> [What the task asks]: Reproduce the entries that follow verbatim, down to the final line.

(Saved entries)
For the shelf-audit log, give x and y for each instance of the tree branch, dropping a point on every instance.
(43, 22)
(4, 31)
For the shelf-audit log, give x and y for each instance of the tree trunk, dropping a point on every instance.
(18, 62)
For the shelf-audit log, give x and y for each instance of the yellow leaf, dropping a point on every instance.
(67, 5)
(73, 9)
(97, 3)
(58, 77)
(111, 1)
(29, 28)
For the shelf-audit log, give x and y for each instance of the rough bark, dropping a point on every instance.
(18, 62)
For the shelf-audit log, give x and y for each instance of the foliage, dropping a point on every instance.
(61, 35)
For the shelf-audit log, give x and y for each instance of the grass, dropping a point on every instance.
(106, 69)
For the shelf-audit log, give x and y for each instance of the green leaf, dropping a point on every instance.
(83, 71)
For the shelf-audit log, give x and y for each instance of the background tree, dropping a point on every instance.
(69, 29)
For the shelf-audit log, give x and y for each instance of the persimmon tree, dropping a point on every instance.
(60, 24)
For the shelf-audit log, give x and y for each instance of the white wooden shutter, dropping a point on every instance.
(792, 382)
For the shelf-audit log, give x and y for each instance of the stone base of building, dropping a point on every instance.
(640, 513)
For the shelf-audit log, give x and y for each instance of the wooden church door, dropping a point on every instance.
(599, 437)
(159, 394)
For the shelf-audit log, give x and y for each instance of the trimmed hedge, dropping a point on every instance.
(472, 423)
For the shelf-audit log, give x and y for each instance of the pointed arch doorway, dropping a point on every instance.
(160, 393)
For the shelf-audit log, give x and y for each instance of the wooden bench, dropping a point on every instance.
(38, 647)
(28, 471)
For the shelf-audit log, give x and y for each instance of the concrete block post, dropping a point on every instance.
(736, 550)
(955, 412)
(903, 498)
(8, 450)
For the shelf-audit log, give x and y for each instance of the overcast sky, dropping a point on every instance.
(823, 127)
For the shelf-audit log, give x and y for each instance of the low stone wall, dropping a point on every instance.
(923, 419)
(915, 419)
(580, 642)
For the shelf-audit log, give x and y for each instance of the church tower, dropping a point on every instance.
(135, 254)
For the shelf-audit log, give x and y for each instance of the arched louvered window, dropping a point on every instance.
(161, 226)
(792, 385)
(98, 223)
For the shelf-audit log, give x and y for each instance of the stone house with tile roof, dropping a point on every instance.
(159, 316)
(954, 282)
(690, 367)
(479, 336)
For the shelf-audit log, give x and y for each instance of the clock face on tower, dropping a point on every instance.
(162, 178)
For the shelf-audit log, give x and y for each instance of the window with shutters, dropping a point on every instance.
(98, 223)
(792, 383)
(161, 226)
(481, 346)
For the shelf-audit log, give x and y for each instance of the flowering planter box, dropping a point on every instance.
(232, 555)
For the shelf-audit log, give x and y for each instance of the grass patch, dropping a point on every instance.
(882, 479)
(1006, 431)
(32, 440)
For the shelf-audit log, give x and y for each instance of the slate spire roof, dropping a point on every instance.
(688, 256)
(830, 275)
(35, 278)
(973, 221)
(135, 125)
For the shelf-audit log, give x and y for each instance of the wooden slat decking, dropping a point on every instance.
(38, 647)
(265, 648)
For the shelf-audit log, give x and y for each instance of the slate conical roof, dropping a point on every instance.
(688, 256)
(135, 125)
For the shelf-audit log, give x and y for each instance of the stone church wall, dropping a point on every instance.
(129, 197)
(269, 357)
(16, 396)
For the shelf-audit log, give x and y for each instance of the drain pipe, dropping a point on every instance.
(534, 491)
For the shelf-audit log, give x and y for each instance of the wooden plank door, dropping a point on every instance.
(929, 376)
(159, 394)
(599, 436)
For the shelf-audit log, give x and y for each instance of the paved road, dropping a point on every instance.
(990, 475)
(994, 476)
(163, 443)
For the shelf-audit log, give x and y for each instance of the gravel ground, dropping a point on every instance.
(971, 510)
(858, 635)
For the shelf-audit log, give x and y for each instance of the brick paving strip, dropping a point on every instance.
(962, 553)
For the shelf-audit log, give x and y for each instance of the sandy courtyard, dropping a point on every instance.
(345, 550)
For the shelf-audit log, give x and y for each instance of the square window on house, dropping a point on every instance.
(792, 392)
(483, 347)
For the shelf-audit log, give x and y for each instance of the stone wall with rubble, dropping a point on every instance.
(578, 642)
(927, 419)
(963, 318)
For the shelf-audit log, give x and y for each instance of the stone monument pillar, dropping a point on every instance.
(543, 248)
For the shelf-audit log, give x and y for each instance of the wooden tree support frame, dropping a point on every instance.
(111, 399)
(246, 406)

> [Result of the exercise]:
For the shelf-audit log, give x and y for each instance of the tree branch, dropping a point on every instance.
(43, 22)
(4, 31)
For the shelf-audit log, give x and y for each instance of the tree trunk, dropping a point on every instance.
(18, 62)
For the shelf-audit log, give x and y for each instance of the yellow leaf, dropping a point on every instance.
(67, 5)
(73, 9)
(97, 3)
(58, 77)
(111, 1)
(29, 28)
For the shelf-audit log, give x and y for each instance of the rough bark, dropping a point on every instance.
(18, 62)
For the shelf-audit log, give x and y for each instance of the foliage, dropping a point on every instance.
(61, 35)
For the shelf-audit log, give x and y for each instance of the grass, dropping a point on every instance.
(106, 69)
For the shelf-audit log, give x and y for each instance of the green leaf, dropping a point on every instance.
(83, 71)
For the shelf-audit log, give x and y for each instance of the background tree, dropping a point on every instance.
(69, 29)
For the shelf-audit log, give x and y for each instance of the persimmon tree, dropping a point on every instance.
(60, 24)
For the shelf-audit log, give x and y for each instance of the white wooden shutter, dropping a point on every instance.
(792, 382)
For the shelf-audit log, give x and y for each instance of the stone base of building, dropping a point on every instance.
(640, 513)
For the shelf-audit log, give x and y for each instance of the wooden church door, dropping a point on every instance.
(599, 437)
(159, 394)
For the shelf-audit log, give x and y for each instance of the trimmed hedge, dropping a point on every instance.
(472, 423)
For the shelf-audit log, give x and y for each instance of the pointed arch doorway, dropping a point on every instance.
(160, 393)
For the shelf-audit log, give x and y for each instance of the wooden bench, dropping a point on every instance.
(38, 647)
(28, 471)
For the shelf-audit log, give x and y for each instance of the concrete block post, dropping a point on every instance.
(736, 550)
(955, 412)
(903, 498)
(8, 450)
For the shelf-audit log, give x and y for each instance of the overcast sky, dropping a point on every instance.
(823, 127)
For the shelf-audit log, give x and y for each instance of the low stone wall, dropping a point on every instance.
(923, 419)
(915, 419)
(580, 642)
For the shelf-audit log, give x and y for each instance of the church tower, dropping a point on every instance.
(135, 254)
For the shelf-audit log, give x and y for each instance of the arched louvered window, dropping a point on every instance.
(161, 226)
(792, 385)
(98, 223)
For the shelf-audit log, give x and y for each instance of the stone house with tile roof, dropping a point on every instance.
(159, 316)
(954, 282)
(690, 367)
(479, 336)
For the shelf-audit log, give x and y for each instance of the clock face on tower, dropping a point on every instance.
(162, 178)
For the shelf-audit log, give x and y for each instance of the window with shutters, dropping a point on every instance.
(98, 223)
(792, 383)
(161, 226)
(481, 346)
For the shelf-audit log, give x and y for each instance of the flowering planter box, dropping a point on every instance.
(232, 555)
For the shelf-audit log, give x and y for each instance of the grass patch, dropping a point on every instance.
(882, 479)
(1006, 431)
(32, 440)
For the shelf-audit log, give x and y for each instance of the slate spire roof, dropping a point on every instance.
(688, 256)
(830, 275)
(35, 278)
(973, 221)
(135, 125)
For the shelf-audit log, give x and y for each instance of the wooden slat decking, dropping a point on every instance.
(38, 647)
(265, 648)
For the shelf-audit log, give x and y for each instance of the slate conical roof, dropping a point on every instance.
(688, 256)
(135, 125)
For the shelf-audit log, give x and y for each instance of the stone church wall, dropping a point on every instance.
(129, 197)
(269, 357)
(16, 396)
For the shelf-audit log, give x and y for each instance of the drain pipe, dropping a point on every instance.
(534, 491)
For the shelf-audit log, give x and y for each instance of the wooden plank door, dropping a point on every instance.
(929, 376)
(159, 394)
(599, 436)
For the shelf-audit log, give x and y for each instance of the paved road, dropping a point on every instance.
(990, 475)
(994, 476)
(163, 443)
For the shelf-audit log, give x and y for each instance of the gravel ground, dropping a point on every instance.
(971, 510)
(858, 635)
For the shelf-audit log, give x and y for each instance of the brick paving strip, dropping a point on every instance.
(962, 553)
For the shelf-audit log, give x and y for each instance of the sandy courtyard, dropping a point on every instance.
(345, 550)
For the shelf-audit log, give x and y for each instance of the square window on house, dropping a point on every instance.
(792, 392)
(483, 347)
For the shelf-audit log, give x and y for each instance of the stone wall with rubble, dropping a point on every instance.
(578, 642)
(927, 419)
(963, 318)
For the shelf-audit log, give x and y for each instance of the stone monument pillar, dropping a point on every instance.
(543, 248)
For the shelf-audit log, give x and y for each instance of the wooden tree support frame, dropping a point on every instance.
(111, 399)
(246, 406)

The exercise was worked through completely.